## [What is required]
Count the lines in the entries below that contain the word "chopsticks", and reply with that number alone.

## [Exercise materials]
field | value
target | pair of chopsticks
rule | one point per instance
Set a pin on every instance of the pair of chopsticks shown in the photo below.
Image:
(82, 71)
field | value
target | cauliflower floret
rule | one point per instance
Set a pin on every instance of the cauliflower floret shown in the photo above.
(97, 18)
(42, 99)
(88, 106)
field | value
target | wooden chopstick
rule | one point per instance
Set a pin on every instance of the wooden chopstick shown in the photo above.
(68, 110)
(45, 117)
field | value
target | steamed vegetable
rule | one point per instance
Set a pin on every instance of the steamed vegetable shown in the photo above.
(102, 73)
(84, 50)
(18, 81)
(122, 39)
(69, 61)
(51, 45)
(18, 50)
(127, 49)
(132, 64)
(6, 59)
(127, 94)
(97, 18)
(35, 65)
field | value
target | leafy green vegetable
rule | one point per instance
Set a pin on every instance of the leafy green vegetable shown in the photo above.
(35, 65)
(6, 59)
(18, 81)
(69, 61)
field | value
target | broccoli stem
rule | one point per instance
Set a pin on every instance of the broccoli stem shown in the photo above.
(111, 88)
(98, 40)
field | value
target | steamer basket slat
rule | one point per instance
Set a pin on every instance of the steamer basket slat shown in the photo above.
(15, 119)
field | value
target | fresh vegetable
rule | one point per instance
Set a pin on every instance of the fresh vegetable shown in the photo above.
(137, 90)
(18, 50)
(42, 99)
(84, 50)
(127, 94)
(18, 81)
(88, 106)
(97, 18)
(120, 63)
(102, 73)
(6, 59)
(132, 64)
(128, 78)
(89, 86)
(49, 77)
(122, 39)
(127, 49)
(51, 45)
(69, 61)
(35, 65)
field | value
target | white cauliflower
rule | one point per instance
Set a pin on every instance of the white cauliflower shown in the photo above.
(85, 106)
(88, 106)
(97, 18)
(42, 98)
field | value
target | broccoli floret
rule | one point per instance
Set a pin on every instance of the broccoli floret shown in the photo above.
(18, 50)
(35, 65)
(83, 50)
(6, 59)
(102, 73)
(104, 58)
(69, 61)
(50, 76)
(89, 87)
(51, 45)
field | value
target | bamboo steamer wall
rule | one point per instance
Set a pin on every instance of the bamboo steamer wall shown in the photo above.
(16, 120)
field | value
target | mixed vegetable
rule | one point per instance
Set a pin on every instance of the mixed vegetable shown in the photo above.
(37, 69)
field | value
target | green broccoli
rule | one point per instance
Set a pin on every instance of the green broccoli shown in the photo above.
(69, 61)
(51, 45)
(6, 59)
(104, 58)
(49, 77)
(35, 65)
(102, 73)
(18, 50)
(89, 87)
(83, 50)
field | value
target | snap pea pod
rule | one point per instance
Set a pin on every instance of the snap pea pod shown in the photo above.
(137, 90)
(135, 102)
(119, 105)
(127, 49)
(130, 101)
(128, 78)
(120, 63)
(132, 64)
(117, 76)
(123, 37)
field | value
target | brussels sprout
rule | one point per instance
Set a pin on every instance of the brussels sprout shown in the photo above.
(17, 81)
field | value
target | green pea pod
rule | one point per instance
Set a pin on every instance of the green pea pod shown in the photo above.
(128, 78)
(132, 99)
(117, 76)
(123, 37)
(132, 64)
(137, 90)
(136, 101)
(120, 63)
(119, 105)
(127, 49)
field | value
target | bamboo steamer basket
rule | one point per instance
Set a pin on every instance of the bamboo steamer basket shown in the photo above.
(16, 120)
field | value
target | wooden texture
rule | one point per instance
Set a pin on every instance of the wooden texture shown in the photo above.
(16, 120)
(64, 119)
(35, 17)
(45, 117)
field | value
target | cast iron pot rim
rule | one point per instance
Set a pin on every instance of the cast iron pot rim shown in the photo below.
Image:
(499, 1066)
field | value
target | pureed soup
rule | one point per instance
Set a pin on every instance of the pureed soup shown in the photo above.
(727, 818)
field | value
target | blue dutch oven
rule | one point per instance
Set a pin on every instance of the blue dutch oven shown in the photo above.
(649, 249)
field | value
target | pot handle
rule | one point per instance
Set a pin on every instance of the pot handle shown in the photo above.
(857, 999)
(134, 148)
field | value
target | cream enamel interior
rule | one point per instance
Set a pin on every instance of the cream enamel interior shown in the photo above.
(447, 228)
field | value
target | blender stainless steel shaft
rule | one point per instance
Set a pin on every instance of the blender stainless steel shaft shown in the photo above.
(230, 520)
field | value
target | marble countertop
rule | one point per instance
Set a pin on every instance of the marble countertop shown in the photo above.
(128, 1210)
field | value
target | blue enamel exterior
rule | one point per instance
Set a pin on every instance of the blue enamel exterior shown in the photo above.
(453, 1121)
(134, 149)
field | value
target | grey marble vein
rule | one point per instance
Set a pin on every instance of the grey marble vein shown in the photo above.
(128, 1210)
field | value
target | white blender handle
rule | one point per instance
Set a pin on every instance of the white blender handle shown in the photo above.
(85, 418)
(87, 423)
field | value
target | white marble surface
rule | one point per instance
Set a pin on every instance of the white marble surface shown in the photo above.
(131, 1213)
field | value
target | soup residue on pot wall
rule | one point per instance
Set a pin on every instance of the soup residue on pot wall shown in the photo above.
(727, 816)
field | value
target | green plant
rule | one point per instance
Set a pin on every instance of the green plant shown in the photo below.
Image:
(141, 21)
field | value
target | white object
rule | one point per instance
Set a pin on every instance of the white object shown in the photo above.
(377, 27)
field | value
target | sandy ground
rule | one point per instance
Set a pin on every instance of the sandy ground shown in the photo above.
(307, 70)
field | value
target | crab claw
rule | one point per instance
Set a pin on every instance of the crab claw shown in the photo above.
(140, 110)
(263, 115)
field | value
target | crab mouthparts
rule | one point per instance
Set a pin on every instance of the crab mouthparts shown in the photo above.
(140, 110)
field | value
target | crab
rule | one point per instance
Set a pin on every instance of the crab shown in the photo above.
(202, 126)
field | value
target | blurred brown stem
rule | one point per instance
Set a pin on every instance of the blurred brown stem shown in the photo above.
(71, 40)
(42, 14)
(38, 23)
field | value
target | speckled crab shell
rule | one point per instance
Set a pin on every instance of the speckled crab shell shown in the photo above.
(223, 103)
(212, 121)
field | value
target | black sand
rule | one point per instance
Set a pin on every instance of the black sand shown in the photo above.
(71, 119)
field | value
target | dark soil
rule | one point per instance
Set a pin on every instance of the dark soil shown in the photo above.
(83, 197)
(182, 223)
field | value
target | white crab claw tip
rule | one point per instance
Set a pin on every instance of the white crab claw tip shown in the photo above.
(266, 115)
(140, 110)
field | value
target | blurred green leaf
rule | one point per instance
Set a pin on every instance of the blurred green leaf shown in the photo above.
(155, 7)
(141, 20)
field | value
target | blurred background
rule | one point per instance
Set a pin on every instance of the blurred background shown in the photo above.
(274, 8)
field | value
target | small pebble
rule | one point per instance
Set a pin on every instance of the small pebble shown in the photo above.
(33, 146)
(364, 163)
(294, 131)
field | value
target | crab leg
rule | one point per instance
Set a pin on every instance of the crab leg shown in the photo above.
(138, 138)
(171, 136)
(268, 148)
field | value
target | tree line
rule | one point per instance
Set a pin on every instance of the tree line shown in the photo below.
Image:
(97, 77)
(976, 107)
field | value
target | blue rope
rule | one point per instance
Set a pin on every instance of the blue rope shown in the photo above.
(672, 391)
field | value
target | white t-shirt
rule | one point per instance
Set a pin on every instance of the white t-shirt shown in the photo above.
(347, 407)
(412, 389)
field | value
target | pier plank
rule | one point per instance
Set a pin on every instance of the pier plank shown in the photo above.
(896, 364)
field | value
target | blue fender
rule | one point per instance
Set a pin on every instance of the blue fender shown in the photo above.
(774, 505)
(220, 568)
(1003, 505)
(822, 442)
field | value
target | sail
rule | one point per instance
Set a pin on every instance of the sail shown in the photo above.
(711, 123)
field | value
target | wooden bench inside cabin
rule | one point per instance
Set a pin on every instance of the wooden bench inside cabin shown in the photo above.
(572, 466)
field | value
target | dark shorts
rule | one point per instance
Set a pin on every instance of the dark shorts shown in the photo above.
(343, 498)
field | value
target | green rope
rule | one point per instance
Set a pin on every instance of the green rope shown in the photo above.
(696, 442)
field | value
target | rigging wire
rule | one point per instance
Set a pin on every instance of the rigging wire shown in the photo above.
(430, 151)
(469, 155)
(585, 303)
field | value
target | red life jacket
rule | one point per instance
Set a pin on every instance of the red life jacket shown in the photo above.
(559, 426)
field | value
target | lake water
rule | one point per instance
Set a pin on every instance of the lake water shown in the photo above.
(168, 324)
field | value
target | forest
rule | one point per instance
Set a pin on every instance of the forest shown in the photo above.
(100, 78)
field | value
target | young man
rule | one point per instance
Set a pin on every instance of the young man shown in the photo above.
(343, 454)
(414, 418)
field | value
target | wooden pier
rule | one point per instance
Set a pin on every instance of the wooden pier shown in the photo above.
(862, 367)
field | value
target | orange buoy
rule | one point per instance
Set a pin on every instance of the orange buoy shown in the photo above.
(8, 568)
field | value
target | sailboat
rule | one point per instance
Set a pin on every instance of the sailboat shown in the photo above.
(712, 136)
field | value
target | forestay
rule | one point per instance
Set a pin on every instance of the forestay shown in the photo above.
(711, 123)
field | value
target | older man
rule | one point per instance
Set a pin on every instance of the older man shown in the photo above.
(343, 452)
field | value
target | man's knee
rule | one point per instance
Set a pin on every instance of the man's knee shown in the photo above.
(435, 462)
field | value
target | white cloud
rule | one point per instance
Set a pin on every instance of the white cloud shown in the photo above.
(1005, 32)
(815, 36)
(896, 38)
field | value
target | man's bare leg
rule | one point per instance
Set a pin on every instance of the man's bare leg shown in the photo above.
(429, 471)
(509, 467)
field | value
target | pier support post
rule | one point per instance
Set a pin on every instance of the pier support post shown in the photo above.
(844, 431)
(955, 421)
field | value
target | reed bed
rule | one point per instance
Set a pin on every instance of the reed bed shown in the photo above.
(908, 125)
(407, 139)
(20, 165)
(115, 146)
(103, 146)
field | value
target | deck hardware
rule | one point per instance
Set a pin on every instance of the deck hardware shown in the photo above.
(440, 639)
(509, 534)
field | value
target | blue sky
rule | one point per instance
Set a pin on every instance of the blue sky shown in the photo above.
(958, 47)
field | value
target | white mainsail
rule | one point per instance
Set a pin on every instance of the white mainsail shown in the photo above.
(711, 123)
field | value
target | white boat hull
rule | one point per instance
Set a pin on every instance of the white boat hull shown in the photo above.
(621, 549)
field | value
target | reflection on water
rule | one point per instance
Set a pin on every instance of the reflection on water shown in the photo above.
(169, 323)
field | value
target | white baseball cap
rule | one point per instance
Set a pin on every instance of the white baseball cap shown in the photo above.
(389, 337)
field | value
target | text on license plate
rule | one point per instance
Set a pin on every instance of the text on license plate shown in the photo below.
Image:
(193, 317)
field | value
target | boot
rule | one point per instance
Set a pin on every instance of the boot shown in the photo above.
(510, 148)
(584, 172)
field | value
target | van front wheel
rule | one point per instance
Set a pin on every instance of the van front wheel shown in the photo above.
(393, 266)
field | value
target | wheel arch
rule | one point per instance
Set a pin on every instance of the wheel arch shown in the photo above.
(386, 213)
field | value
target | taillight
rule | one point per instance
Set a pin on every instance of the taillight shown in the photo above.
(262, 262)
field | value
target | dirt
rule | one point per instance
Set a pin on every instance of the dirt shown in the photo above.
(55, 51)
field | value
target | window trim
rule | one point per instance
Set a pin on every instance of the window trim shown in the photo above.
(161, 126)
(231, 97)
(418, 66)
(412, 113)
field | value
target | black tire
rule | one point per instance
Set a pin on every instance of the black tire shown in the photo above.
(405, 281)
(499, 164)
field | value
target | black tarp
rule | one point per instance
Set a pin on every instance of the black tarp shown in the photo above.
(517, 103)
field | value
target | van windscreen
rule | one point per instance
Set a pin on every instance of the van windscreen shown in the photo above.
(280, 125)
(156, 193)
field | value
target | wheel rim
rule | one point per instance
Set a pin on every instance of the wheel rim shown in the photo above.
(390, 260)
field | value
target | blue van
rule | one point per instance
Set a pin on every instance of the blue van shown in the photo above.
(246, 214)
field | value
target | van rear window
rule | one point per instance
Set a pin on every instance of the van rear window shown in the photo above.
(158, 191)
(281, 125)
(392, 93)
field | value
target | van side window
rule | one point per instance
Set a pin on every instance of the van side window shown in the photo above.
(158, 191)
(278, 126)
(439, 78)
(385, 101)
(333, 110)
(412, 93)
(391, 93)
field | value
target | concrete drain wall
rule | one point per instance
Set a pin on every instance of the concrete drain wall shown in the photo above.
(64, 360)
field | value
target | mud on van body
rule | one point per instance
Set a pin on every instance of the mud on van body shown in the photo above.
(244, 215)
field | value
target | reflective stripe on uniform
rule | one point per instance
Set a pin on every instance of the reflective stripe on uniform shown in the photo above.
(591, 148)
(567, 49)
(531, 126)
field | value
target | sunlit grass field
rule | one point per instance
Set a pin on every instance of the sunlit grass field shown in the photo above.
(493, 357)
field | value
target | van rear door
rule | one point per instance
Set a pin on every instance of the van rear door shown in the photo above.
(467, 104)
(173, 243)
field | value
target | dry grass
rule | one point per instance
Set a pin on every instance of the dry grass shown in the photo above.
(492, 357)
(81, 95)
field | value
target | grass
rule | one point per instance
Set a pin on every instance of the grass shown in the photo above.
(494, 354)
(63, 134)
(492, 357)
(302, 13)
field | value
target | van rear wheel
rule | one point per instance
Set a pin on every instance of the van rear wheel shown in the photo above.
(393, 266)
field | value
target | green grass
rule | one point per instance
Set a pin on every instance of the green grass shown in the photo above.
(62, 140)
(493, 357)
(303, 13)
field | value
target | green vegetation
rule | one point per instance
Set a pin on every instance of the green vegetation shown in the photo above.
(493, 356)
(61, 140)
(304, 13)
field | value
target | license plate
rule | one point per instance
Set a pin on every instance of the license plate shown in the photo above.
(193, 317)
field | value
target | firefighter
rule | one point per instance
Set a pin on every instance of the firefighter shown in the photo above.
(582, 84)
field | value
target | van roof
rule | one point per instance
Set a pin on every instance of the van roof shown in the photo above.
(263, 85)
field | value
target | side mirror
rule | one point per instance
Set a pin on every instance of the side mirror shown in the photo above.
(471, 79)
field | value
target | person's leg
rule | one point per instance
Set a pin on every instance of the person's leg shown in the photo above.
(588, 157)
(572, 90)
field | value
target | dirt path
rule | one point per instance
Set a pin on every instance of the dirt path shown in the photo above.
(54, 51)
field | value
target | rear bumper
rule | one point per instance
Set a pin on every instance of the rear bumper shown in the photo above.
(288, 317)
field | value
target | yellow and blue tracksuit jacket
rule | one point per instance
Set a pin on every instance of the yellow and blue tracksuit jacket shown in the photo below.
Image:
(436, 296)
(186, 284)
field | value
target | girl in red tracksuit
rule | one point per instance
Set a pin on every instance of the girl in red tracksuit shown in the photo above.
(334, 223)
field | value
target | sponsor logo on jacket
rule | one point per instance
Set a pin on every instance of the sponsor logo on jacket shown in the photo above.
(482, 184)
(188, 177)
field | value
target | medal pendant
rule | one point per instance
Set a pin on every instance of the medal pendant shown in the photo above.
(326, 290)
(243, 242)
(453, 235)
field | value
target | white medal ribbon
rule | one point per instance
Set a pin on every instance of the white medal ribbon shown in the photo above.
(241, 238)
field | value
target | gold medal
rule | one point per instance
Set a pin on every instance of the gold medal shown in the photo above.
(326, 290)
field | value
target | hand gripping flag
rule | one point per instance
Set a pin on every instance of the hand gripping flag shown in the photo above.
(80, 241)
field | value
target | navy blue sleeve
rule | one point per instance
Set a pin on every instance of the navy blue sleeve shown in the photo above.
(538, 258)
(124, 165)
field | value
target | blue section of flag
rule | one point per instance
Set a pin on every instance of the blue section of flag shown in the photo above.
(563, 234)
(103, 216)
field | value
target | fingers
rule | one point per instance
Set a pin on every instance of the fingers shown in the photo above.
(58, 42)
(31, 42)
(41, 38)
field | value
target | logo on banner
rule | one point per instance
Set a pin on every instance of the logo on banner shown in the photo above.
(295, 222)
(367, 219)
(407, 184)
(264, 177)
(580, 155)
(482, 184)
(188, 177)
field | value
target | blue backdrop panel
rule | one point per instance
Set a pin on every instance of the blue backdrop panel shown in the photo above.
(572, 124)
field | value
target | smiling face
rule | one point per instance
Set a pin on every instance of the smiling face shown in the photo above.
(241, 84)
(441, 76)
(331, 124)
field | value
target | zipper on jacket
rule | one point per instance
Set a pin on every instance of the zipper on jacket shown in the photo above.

## [Response below]
2